§ TAREFAS A REALIZAR:
- A) Liste todos os lugares, entre cidades e bairros, mencionados pelo nome no texto sobre a educação que interesse aos negros.
- B) Dê prosseguimento ao texto sobre a fotografia do protesto em Salvador, começando logo após a última frase apresentada.

§ TEXTO FORNECIDO:
↓↓↓
Por uma educação que interesse aos negros
Publicado em: 22 de junho de 2021
À luz da hipervisibilidade digital, do legado dos movimentos abolicionistas e sociais e dos efeitos das políticas afirmativas, sobretudo no sistema educacional brasileiro, um debate ganhou destaque na produção artística e cultural contemporânea: a ausência e a presença de artistas negrxs, indígenas e dissidentes nos circuitos institucionais do país.
Tendo como ponto de partida uma série de fatores, tão múltiplos como os modos de contar a história daqueles que, como se sabe, foram excluídos da narrativa da Humanidade, tanto o museu quanto as instituições culturais e artísticas passaram a ser alvo de questionamentos sobre as suas poéticas e políticas de exibição, sobre seus sistemas de representação.
Com o desejo de escrever uma história que se dá na linguagem e através da linguagem, e ao revirar os arquivos da memória invisíveis a esses espaços institucionais, encontrei, por meio da performatividade de uma fotografia, o modo como me pareceu ser possível, àquela altura, situar essa reviravolta racial que inaugura o século 21.
Na cena, registrada durante um protesto na década de 1980, em Salvador, duas mulheres negras desconhecidas, cercadas por muitas outras, empunham cartazes que, em meio a tantas palavras de ordem ilegíveis, estampam: “Por uma educação que interesse aos negros”.
Era 2018, eu estava numa viagem de pesquisa a Salvador, e a imagem se perdia entre os mais de 30 mil fotogramas salvaguardados pelo Zumvi Arquivo Fotográfico, localizado na pequena edícula de paredes verdes no bairro da Fazenda Grande do Retiro, onde mora o seu coordenador, o fotógrafo Lázaro Roberto. A foto, como muitas outras que hoje fazem parte da história de mais de 30 anos do acervo Zumvi, é de autoria do fotógrafo e poeta Jônatas Conceição, que em 2006, três anos antes de falecer, entregou os seus registros aos cuidados do Lente Negra, como é conhecido Lázaro no meio da fotografia.
Já a pesquisa motivo da viagem se deu graças ao convite que fiz ao Zumvi para comissionarmos a instalação Zumvi – A gente se acende é nos outros para o Valongo Festival Internacional da Imagem 2018. Era uma estrutura de grande dimensão, feita de andaimes em torno de 10 metros de altura, que recebia uma projeção mapeada com fotografias do acervo. A obra pública projetada pelo Bijari se acendia ao cair da noite na paisagem do bairro do Valongo, em Santos, criando com a presença das pessoas uma manifestação ao redor de outras manifestações, tão marcantes como a desta fotografia, sobre a qual resolvi seguir me debruçando.
↑↑↑
Dados de anotação da localização de objetos
↓↓↓
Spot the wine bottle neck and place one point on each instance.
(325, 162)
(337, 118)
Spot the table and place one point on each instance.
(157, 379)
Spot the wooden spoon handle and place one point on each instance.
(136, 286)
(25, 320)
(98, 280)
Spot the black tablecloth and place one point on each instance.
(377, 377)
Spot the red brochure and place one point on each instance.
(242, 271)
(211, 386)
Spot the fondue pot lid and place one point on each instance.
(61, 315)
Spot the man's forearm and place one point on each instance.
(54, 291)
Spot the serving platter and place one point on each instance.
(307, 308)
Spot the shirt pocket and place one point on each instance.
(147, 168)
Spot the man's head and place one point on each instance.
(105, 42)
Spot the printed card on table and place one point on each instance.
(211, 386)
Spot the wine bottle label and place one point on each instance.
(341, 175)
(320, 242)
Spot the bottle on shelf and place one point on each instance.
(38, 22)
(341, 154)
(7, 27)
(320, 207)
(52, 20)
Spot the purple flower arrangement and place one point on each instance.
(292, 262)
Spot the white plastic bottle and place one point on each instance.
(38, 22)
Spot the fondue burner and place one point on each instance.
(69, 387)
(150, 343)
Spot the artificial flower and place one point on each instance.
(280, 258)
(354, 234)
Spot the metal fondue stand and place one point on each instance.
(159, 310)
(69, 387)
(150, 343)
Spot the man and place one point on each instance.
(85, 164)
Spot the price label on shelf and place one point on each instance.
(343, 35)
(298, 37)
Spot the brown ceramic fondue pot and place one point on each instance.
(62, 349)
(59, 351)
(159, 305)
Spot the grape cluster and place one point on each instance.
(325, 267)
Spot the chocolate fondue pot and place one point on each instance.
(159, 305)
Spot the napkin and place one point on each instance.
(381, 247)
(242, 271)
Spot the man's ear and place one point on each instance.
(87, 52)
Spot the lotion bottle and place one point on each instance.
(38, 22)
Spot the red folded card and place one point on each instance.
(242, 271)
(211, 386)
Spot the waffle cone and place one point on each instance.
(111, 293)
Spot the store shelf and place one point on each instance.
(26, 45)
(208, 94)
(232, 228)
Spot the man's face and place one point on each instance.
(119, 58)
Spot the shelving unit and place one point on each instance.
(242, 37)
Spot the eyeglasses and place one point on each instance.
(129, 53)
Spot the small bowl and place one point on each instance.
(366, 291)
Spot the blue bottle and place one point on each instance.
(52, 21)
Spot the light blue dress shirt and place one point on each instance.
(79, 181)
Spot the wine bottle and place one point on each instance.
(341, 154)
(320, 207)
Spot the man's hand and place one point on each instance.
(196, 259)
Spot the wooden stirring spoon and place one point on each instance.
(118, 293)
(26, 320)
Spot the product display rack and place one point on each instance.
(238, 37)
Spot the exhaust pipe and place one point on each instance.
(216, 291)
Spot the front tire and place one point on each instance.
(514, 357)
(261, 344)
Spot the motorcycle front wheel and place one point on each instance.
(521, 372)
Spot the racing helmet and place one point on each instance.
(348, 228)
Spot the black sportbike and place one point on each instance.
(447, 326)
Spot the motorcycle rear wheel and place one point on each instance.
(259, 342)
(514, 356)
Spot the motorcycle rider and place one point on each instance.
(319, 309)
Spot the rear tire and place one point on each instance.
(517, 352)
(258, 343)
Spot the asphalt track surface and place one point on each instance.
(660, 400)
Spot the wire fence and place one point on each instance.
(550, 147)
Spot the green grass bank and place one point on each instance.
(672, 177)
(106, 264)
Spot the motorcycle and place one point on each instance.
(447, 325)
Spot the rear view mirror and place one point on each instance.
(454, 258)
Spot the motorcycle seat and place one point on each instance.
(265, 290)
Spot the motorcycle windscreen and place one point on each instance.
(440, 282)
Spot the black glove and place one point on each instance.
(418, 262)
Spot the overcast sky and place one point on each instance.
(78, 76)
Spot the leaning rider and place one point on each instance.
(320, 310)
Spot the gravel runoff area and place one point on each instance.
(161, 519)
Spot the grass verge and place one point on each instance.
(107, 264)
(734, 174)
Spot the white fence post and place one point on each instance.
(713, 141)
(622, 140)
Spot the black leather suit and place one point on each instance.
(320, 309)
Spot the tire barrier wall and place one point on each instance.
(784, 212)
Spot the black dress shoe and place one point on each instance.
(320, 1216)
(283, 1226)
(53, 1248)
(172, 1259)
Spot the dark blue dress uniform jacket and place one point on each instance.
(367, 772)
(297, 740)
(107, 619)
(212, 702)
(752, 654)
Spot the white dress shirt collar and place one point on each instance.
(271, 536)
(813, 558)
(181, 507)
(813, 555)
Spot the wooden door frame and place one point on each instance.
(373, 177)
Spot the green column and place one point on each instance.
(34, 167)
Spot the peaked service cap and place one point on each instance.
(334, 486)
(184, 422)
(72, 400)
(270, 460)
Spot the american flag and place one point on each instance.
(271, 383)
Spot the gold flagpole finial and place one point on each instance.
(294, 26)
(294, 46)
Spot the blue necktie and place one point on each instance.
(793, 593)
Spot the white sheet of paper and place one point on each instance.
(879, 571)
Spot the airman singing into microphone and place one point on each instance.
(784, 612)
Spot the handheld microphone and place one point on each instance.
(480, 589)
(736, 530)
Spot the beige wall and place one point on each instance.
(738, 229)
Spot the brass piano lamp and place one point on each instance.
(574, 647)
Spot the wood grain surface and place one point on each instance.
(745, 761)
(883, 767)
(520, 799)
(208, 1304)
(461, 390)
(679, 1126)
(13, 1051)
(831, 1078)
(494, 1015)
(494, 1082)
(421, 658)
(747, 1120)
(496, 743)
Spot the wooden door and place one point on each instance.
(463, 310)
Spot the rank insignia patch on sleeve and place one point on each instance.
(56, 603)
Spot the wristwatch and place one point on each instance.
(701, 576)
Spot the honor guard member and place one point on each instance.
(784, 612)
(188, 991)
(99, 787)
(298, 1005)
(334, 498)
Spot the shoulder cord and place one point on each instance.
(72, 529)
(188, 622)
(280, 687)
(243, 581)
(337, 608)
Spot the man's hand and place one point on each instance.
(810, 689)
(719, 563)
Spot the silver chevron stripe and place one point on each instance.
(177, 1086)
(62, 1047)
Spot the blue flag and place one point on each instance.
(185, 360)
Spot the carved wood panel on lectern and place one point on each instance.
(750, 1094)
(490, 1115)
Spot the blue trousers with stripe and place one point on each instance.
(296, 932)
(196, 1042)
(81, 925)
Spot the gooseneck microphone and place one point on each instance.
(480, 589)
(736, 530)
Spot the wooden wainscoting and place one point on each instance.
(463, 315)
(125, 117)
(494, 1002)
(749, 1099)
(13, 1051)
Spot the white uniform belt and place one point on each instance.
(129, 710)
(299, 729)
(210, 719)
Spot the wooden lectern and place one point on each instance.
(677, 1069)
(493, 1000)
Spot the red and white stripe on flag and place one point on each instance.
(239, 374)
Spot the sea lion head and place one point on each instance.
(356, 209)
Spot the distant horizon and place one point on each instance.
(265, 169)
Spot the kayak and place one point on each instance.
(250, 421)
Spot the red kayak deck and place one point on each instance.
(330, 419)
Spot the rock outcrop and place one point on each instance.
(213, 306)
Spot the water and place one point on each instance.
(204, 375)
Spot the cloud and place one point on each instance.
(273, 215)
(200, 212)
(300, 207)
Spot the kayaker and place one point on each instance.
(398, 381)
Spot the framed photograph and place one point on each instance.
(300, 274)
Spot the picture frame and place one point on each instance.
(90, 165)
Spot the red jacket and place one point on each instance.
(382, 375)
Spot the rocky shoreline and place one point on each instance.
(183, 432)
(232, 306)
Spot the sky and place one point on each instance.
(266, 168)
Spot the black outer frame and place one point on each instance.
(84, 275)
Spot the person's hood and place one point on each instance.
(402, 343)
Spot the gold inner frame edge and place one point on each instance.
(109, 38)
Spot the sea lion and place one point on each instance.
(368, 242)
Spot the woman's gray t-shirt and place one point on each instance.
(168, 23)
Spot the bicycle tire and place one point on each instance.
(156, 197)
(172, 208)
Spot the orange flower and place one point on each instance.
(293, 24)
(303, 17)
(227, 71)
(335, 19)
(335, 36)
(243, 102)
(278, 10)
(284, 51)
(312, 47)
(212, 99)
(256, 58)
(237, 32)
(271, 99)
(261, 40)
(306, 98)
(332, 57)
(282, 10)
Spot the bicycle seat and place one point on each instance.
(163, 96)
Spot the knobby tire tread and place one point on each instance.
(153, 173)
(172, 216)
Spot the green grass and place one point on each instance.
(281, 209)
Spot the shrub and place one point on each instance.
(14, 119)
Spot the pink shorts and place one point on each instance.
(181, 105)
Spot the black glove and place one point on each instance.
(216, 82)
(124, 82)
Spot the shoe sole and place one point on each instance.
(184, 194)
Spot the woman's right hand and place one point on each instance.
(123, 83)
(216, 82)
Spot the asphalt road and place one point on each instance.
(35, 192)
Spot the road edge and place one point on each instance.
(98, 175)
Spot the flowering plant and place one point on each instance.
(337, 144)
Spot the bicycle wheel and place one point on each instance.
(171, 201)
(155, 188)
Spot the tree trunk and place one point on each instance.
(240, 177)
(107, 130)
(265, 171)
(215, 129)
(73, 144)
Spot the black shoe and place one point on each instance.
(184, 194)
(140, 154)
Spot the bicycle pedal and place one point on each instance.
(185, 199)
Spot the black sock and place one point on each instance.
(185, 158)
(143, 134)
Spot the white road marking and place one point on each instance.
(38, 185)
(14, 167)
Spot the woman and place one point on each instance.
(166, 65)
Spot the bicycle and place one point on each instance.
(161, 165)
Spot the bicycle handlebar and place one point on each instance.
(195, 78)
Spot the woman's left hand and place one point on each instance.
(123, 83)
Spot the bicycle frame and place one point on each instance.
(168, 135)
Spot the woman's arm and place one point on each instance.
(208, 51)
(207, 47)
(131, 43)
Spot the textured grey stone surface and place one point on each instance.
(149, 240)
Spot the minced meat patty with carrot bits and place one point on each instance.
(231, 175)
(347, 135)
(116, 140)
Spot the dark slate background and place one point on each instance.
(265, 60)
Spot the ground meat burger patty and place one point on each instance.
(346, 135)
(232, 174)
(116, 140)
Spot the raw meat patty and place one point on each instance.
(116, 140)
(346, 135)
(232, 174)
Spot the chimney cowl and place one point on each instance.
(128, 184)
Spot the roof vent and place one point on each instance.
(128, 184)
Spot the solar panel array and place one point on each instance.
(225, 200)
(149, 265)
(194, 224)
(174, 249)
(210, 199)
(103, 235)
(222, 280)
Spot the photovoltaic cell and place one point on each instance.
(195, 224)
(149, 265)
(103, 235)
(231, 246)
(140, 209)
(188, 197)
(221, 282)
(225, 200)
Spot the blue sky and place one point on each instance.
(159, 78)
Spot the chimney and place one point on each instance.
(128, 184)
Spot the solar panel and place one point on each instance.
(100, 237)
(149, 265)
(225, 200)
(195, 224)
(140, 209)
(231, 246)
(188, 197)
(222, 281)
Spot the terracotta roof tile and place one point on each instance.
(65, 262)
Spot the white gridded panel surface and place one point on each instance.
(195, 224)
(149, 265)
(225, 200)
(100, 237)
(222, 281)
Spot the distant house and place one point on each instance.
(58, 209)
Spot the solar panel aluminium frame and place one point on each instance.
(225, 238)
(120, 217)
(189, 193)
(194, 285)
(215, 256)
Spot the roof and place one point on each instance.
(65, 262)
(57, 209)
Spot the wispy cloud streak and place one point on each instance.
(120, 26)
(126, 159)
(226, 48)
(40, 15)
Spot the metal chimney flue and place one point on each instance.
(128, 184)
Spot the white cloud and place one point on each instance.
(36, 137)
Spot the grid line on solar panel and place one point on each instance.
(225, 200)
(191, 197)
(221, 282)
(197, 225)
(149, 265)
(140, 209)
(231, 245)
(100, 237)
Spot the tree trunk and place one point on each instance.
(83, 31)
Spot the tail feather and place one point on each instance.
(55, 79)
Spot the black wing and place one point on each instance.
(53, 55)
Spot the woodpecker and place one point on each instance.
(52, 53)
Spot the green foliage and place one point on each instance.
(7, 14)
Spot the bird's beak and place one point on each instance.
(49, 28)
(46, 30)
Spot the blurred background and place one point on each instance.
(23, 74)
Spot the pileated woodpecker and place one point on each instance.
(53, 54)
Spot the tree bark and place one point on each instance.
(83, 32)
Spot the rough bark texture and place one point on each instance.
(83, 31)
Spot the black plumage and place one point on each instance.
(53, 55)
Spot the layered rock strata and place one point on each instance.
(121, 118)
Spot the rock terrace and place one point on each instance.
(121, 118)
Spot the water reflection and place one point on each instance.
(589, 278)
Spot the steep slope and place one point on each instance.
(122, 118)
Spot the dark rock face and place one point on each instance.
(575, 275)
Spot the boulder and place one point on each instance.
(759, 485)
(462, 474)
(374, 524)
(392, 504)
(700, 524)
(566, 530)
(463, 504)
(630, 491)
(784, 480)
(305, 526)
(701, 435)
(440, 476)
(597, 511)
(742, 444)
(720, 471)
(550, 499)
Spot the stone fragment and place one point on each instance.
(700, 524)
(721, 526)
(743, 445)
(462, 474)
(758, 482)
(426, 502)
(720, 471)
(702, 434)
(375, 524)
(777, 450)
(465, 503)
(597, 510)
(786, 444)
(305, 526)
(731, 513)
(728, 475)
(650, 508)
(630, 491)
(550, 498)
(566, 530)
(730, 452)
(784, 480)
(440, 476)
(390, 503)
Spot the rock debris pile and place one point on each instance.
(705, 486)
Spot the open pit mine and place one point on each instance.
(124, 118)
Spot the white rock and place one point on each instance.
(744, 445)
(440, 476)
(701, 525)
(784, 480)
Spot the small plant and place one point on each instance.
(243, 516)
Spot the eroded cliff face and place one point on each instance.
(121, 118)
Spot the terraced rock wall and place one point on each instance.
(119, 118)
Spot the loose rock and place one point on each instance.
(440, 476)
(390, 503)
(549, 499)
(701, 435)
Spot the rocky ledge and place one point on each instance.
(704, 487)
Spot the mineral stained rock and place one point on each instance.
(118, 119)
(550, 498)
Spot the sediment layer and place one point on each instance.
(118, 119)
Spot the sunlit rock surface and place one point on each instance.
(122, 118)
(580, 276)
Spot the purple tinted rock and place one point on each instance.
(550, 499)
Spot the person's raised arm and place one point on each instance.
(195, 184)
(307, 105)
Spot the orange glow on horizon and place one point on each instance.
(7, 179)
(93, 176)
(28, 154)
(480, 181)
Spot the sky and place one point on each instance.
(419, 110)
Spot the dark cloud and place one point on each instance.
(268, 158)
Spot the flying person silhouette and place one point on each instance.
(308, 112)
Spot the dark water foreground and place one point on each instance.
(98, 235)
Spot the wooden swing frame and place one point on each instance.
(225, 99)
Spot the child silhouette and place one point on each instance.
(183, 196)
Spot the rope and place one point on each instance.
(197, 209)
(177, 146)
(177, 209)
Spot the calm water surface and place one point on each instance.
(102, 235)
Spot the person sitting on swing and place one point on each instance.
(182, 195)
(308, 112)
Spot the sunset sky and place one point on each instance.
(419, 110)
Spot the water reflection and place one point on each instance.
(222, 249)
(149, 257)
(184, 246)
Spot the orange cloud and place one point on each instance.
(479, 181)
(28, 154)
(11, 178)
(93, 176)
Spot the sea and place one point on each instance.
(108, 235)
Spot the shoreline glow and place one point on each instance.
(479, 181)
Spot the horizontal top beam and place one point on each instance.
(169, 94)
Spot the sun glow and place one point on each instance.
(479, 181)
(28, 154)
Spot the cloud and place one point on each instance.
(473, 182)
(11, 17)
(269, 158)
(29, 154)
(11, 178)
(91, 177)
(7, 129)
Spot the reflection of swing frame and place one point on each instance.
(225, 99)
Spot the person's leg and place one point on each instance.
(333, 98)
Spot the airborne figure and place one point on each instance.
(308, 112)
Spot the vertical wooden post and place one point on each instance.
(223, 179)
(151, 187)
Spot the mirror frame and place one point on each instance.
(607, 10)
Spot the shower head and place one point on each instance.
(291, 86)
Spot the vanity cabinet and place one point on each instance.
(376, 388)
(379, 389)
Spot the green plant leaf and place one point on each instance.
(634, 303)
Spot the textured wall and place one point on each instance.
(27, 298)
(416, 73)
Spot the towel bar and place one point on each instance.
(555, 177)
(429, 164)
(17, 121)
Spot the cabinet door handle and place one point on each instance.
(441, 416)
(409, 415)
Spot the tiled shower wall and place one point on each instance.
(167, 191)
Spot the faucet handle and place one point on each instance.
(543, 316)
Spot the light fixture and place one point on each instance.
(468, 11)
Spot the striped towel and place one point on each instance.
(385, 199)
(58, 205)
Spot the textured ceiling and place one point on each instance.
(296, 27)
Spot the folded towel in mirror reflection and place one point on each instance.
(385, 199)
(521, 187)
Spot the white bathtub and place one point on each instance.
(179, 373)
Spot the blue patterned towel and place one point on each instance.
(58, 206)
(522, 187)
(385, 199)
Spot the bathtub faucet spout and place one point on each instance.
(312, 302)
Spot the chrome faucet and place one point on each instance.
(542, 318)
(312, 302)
↑↑↑
§ TAREFAS RESOLVIDAS:
- A) Salvador; Fazenda Grande do Retiro; Valongo; Santos.

- B)
No alto contraste que nos oferece o seu preto e branco, enquanto uma terceira mulher [1] em primeiro plano nos encara como quem especula o próprio futuro, a primeira reflexão que nos oferece esta imagem refere-se à constatação do quanto, na segunda metade do século 20, a educação e a produção de conhecimento se consagraram como campo de disputas de narrativas, ainda que o próprio arquivo, como sinônimo de salvaguarda, tenha tragicamente colecionado os seus abandonos.
Fazendo das lacunas aquilo que primeiro o constitui como arquivo, se, por um lado, tal diagnóstico dá a ver a precariedade com que sempre se relacionou às contribuições afro-indígenas nos setores da arte, da cultura e do patrimônio, por outro, nos parece que, mesmo com a incerteza da data, daquilo que não se pode mais ler e dos nomes nunca reconhecidos, para além da sua capacidade ocularcêntrica, esta imagem nunca desistiu de ser objeto da nossa imaginação: ao extrapolar a função de lugar de memória que sua condição musealizada de acervo circunscreve, o excesso que tenho escutado de suas bordas refere-se à força revolucionária da sensualidade que emerge do evento sônico e da pulsão de liberdade que anima as performances pretas que dão vida à sua (re)produção gráfica. A questão, portanto, que gostaria de tocar neste texto não se encerra nos modos como estamos vendo esta foto, mas como estamos escutando a sua capacidade sônica e respondendo à ela.
II
Em In the Break, Fred Moten parece nos deixar uma pista: estamos diante de uma gravação fotofonográfica “perturbada pelo traço da performance sobre a qual ela fala e pelo traço da performance sobre a qual essa performance falou”. Isso porque, ainda que não tenhamos acessado esta fotografia como um objeto de arte, ainda que a sua circulação tenha sido inviabilizada como documento histórico (inclusive fazendo desse momento para muitos a primeira vez), Por uma educação que interesse aos negros chega à nossa retina confirmando o quanto foi capaz de seguir o seu caminho se oferecendo a nós enquanto performance. Momento em que, com ela, alcançamos a capacidade generativa da materialidade da fala, contida na relação existente entre aquilo que não ouvimos, mas se encena no gesto, e a liberdade do grito através dos tempos.
Assim, ao encará-la de novo e mais uma vez, me perturba o seu barulho silencioso. Considerando o espetáculo generativo que ela dramatiza, vemos que é apenas hoje, quando a frequência sonora e o movimento por trás do seu silêncio irradiam-se, que finalmente conseguimos avistá-la. Revelando-se na luz negra, dizemos que ela se tornou visível graças à frequência das suas radiações. Para explicar, aproximo Por uma educação que interesse aos negros à definição de luz negra (a radiação ultravioleta) de Denise Ferreira da Silva, uma ferramenta analítica pela qual seria possível fazer “reluzir o que deveria permanecer ofuscado para manter intacta a fantasia da liberdade e igualdade”.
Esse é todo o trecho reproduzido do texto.